-- SOURCE EXTRACT --
======

United States v. Williams

Decision Date06 March 2014
Docket NumberCriminal No. 06–00079 JMS–KSC.
Citation1 F.Supp.3d 1124
PartiesUNITED STATES of America, Plaintiff, v. Naeem J. WILLIAMS, Defendant.
CourtU.S. District Court — District of Hawaii

OPINION TEXT STARTS HERE

Steven D. Mellin, U.S. Department of Justice, Washington, DC, Darren W.K. Ching, Office of the United States Attorney, Honolulu, HI, for Plaintiff.

Barry D. Edwards, Kaneohe, HI, Michael N. Burt, Law Office of Michael Burt, John Timothy Philipsborn, San Francisco, CA, for Defendant.

ORDER DENYING DEFENDANT NAEEM WILLIAMS' MOTION FOR PRETRIAL DETERMINATION THAT THE DEATH PENALTY CANNOT BE CARRIED OUT AGAINST NAEEM WILLIAMS BECAUSE OF A DISQUALIFYING MENTAL CAPACITY WITHIN THE MEANING OF 18 U.S.C. § 3596(c) AND ATKINS v. VIRGINIA, 536 U.S. 304 (2002)

J. MICHAEL SEABRIGHT, District Judge.

I. INTRODUCTION

The United States has charged Defendant Naeem Williams (Defendant or “Williams”) with crimes that qualify him for possible imposition of the death penalty under 18 U.S.C. §§ 3591 & 3592. Defendant has moved pursuant to 18 U.S.C. § 3596(c), and Atkins v. Virginia, 536 U.S. 304, 122 S.Ct. 2242, 153 L.Ed.2d 335 (2002), for a pretrial determination that the death penalty cannot be carried out against him because of a disqualifying mental capacity— i.e., that he is “intellectually disabled.” 1 Doc. No. 2064. The court has analyzed the extensive evidence taken during nine days of testimony in September and December 2013 (as well as other evidence in the record specifically proffered by the parties 2), and has carefully considered the written arguments filed by both sides. Based on the following, the court concludes that Defendant has failed to prove by a preponderance of the evidence that he has such a disqualifying condition.3 Accordingly, Defendant's Motion is DENIED.

======

-- ACTIVITY LIST --
[a] According to the court order, how many days of testimony did the court analyze, and in which months did it take place?
[b] Revise the court order by rewriting the part starting at "Steven D. Mellin, U.S." and ending at "CA, for Defendant.", with "Kaneohe" replaced by "Hilo".
[c] Continue the court order on Naeem Williams' death penalty motion from where it stops.

======

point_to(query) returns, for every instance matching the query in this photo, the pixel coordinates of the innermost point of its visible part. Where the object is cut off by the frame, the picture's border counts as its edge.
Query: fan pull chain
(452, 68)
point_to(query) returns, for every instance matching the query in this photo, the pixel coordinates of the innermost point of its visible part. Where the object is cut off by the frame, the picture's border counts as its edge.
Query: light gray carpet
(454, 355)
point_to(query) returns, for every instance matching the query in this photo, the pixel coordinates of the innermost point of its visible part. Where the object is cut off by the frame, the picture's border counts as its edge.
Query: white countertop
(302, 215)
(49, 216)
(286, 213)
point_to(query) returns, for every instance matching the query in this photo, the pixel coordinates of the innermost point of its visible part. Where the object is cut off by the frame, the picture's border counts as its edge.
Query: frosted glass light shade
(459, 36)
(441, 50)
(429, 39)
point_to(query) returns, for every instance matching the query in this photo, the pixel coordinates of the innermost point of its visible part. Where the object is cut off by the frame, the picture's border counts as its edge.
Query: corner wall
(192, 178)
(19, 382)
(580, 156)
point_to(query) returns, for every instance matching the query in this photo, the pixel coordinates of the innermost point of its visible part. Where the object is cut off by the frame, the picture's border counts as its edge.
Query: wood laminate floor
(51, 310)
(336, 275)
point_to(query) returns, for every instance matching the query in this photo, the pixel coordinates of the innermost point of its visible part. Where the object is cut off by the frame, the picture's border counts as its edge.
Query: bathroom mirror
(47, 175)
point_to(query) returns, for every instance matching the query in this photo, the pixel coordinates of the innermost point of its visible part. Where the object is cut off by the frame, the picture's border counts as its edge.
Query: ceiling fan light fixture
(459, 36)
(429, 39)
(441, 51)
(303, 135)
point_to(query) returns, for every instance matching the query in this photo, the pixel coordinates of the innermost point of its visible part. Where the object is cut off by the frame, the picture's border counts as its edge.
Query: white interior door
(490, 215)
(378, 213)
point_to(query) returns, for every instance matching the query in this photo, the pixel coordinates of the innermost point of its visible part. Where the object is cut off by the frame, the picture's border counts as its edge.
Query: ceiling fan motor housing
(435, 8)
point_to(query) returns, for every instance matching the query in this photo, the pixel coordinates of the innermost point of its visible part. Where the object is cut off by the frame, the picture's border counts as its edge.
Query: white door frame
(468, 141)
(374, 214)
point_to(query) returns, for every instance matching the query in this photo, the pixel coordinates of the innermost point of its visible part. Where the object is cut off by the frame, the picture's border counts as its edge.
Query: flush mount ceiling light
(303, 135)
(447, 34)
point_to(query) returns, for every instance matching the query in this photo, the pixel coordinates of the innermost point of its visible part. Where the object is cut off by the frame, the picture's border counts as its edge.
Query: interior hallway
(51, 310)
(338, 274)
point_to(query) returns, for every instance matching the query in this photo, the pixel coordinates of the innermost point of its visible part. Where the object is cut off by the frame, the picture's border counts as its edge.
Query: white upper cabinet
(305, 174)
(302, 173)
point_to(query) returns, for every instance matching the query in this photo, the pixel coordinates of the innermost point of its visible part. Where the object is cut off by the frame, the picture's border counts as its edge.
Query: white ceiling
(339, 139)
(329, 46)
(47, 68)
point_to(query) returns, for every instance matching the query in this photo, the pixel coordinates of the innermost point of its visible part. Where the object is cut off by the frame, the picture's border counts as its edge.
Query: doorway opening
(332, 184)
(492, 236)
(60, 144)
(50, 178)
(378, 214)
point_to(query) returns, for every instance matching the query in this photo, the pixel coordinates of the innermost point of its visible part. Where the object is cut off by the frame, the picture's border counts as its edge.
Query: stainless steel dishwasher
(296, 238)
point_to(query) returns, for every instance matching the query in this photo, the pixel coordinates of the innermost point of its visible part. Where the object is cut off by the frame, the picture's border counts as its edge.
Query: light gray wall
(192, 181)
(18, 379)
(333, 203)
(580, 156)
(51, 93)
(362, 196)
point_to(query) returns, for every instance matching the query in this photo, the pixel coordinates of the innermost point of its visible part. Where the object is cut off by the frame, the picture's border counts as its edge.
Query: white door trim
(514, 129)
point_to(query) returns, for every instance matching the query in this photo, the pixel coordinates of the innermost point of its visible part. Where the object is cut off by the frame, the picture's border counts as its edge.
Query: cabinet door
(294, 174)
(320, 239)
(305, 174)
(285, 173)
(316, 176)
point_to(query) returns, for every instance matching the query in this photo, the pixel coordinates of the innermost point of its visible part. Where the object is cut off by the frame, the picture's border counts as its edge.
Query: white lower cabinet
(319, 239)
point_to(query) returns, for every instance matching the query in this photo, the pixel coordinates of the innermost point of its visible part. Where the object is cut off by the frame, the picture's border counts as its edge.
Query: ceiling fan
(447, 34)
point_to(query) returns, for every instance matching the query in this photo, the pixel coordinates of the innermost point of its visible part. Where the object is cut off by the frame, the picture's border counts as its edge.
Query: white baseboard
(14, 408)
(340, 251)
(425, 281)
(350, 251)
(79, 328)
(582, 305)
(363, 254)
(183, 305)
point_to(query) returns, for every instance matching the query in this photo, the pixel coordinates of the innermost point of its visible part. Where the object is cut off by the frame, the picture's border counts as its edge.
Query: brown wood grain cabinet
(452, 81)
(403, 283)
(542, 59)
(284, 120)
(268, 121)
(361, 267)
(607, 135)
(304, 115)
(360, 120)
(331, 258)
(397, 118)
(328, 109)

======

-- TASK ANSWERS --
[a] Nine days, in September and December 2013.

[b]
Steven D. Mellin, U.S. Department of Justice, Washington, DC, Darren W.K. Ching, Office of the United States Attorney, Honolulu, HI, for Plaintiff.

Barry D. Edwards, Hilo, HI, Michael N. Burt, Law Office of Michael Burt, John Timothy Philipsborn, San Francisco, CA, for Defendant.

[c]
The court first explains the relevant procedural background leading to the Atkins hearings, and summarizes the witnesses who testified in September and December 2013 (and in prior related proceedings in this case). The substance of the evidence, however, is best understood in light of the applicable legal and clinical standards. The court thus analyzes the specific testimony and evidence in the Analysis section of this Order, after examining the relevant standards in the Discussion section.

II. PROCEDURAL BACKGROUND
A. Charges Against Defendant

The Second Superseding Indictment (“Indictment”) charges Defendant with two capital-eligible Counts arising out of his role in allegedly beating and killing his five-year-old daughter. Specifically, Count One charges Defendant with first degree felony murder, in violation of 18 U.S.C. §§ 7 & 1111. Doc. No. 1004, Indictment at 2. It alleges that on July 16, 2005, Defendant, with malice aforethought, unlawfully killed a child, in the perpetration of child abuse, at Wheeler Army Airfield. Id. Count Two charges Defendant with first degree felony murder, and aiding and abetting first degree felony murder, in violation of 18 U.S.C. §§ 7 & 1111. It alleges that sometime after December 13, 2004, and culminating on July 16, 2005, Defendant and his wife, Delilah Williams, with malice aforethought, unlawfully killed, and aided and abetted each other in the killing of, a child in the perpetration of a pattern and practice of assault and torture against a child. Id. at 3.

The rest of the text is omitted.